Task item: In the lines below, look for "form". Copy each line where it appears.
Start of Records supplied
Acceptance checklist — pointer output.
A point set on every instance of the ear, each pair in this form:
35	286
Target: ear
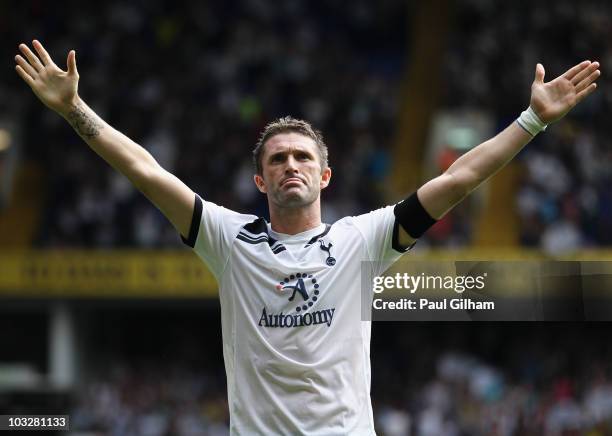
259	182
325	178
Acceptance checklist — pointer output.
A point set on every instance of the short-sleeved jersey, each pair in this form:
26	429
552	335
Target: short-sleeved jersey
296	352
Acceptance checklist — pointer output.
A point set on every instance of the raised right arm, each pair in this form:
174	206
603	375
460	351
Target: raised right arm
57	89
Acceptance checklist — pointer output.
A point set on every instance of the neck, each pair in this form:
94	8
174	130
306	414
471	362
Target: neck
291	221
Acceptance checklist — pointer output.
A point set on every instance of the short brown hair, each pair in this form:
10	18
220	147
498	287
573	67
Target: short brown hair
285	125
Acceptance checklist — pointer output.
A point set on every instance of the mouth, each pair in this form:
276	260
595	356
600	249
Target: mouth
291	180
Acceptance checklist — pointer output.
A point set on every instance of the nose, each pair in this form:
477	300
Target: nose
291	166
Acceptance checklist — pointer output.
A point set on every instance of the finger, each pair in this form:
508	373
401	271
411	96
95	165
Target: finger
584	73
25	66
71	63
25	76
32	59
44	56
587	82
539	76
586	92
569	74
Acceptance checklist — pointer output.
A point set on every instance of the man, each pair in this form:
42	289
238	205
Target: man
296	351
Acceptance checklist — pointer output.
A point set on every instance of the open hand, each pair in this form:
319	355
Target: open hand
55	87
552	100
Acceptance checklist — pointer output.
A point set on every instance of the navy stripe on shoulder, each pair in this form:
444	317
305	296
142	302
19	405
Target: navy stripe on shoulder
194	228
320	235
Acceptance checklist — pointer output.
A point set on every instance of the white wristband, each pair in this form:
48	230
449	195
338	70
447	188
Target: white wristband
530	121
End of Records supplied
Answer to this task:
A point set on every instance of the ear, each pair in this form:
A point set on every instance of the short-sleeved jersey, each pair in this form:
A point set on every instance of the raised right arm, each pair in this form:
A point set on every instance of the neck, each pair in this form:
A point set on every instance of the short brown hair, each pair in this form:
A point set on every instance of the mouth, each pair in this form:
A point set on every instance of the nose, each pair in this form:
A point set on every instance of the finger, each pair in this form:
A point set on every instance of the man, each pair in this form:
A point set on every instance of the open hand, each pair in this form:
A point set on every instance of the navy stripe on shoulder, each pair in this form:
A point set on every instance of the white wristband, each pair in this form:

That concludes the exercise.